- _PROVIDED TEXT_
“As the old models break down opportunities for new models will arise. For example, the entire education complex based on the outdated, dysfunctional “factory model” of large campuses and hundreds or thousands of students packed together is ripe for disruption.
Why not have small decentralized classes without the bloated administration and centralized curriculum–not to mention the improved security of small, decentralized groups? In my book The Nearly Free University I describe how small, decentralized “apprenticeship” groups could improve actual learning while eliminating the entire bloated administration and campus costs (lab work could be performed onsite in existing work places).
Rather than accredit the institution, accredit the student.
The unsustainably costly healthcare sector is equally ripe for disruption as demand destruction and soaring costs undermine the current model of profiteering.

(Stored data)

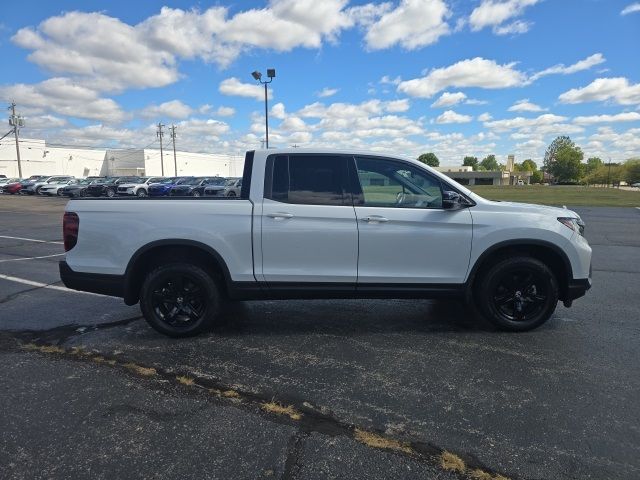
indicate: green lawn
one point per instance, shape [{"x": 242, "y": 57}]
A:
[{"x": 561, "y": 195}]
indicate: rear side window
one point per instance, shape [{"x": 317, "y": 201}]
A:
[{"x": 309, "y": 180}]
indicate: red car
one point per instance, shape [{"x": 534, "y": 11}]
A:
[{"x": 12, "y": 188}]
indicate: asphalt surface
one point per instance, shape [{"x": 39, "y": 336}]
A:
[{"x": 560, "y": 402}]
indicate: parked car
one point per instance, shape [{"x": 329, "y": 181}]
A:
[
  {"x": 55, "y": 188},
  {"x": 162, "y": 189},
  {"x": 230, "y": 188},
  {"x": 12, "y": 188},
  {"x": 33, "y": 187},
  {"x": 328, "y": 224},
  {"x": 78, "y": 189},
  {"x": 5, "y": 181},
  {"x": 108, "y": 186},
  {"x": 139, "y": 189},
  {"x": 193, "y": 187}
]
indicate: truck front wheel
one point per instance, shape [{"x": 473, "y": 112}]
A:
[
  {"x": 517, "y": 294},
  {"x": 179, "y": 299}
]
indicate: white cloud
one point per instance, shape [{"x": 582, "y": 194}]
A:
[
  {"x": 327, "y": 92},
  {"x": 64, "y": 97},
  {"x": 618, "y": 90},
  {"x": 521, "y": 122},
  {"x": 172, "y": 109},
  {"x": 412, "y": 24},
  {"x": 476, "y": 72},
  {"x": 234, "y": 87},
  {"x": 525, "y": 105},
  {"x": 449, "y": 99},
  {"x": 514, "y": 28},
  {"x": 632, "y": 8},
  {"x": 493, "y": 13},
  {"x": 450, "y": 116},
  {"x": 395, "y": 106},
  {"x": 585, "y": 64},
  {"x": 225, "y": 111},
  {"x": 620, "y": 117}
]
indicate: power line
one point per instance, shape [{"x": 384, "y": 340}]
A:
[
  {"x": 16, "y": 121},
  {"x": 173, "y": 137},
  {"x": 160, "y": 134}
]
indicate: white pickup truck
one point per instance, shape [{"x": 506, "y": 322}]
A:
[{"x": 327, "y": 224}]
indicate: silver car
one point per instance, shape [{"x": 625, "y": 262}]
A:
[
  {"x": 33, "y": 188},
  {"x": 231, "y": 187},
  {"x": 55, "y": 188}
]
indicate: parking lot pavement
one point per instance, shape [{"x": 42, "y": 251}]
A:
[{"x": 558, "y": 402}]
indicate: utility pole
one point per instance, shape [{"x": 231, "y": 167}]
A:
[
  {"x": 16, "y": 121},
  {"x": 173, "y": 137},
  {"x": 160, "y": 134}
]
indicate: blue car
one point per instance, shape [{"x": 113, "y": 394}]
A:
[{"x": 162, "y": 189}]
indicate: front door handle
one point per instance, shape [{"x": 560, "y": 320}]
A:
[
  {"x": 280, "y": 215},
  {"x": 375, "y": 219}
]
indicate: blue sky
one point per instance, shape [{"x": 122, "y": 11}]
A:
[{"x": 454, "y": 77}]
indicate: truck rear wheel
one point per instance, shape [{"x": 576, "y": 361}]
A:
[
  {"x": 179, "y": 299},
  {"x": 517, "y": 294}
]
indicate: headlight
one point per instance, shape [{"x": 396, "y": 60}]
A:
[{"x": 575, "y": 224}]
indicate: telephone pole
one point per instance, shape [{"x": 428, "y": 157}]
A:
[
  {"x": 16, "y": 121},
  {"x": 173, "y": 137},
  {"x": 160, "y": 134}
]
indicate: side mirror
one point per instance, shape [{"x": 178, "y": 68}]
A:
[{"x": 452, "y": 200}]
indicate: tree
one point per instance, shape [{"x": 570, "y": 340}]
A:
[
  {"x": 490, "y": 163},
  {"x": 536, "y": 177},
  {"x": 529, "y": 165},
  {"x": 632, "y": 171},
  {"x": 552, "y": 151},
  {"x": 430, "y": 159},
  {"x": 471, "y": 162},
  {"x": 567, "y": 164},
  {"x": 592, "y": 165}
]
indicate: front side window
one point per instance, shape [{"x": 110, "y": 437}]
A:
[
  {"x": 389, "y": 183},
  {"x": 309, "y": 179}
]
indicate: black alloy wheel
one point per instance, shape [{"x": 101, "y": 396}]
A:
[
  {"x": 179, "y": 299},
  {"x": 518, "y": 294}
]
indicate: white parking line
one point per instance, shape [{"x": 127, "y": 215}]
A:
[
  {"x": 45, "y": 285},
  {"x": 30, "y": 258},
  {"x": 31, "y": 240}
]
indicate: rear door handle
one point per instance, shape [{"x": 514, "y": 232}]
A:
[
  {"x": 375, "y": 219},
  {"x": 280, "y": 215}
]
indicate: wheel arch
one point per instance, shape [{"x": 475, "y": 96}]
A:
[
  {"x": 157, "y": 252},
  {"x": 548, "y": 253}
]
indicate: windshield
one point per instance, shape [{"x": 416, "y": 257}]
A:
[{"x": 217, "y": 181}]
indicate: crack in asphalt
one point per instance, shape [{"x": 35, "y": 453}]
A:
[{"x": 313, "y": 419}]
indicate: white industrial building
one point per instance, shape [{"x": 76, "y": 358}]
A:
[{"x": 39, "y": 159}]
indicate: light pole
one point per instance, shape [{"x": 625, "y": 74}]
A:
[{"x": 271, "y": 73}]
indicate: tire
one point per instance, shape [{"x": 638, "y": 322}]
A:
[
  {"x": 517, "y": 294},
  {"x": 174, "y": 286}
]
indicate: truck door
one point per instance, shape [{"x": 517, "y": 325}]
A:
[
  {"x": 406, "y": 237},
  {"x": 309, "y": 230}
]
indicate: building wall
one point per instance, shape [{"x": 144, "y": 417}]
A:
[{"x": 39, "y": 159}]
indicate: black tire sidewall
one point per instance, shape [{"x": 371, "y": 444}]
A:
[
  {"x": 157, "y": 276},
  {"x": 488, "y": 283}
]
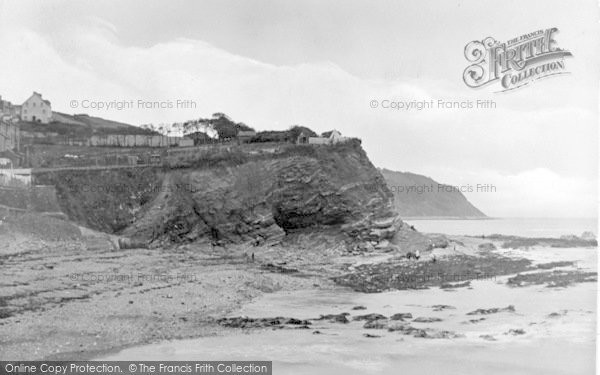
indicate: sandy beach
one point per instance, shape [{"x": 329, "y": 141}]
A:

- _ACTION ITEM_
Continue the passage on disrupting education and healthcare, starting right after its last sentence.

- _ANSWER BELOW_
Decentralizing the economy sacrifices the long global supply chains and corporate monopolies for local jobs and local supply chains. All the corporate and state monopolies and cartels that have hollowed out the economy and the social order were exploitive, parasitic and predatory as well as unsustainable, and their slide into the dustbin of history is accelerating as linear systems cascade into non-linear dynamics.
The post-Covid economy will be very different from the pre-pandemic bubble economy, in ways few anticipate: non-linear creative destruction and DeGrowth will be the dominant dynamics. Models that obsolete the old, unsustainable, dysfunctional models will blossom, and that is how civilization advances.
Maybe “shareholder value” has been the greatest con in history, a PR cover story for the greatest rise in wealth and power inequality in American history.”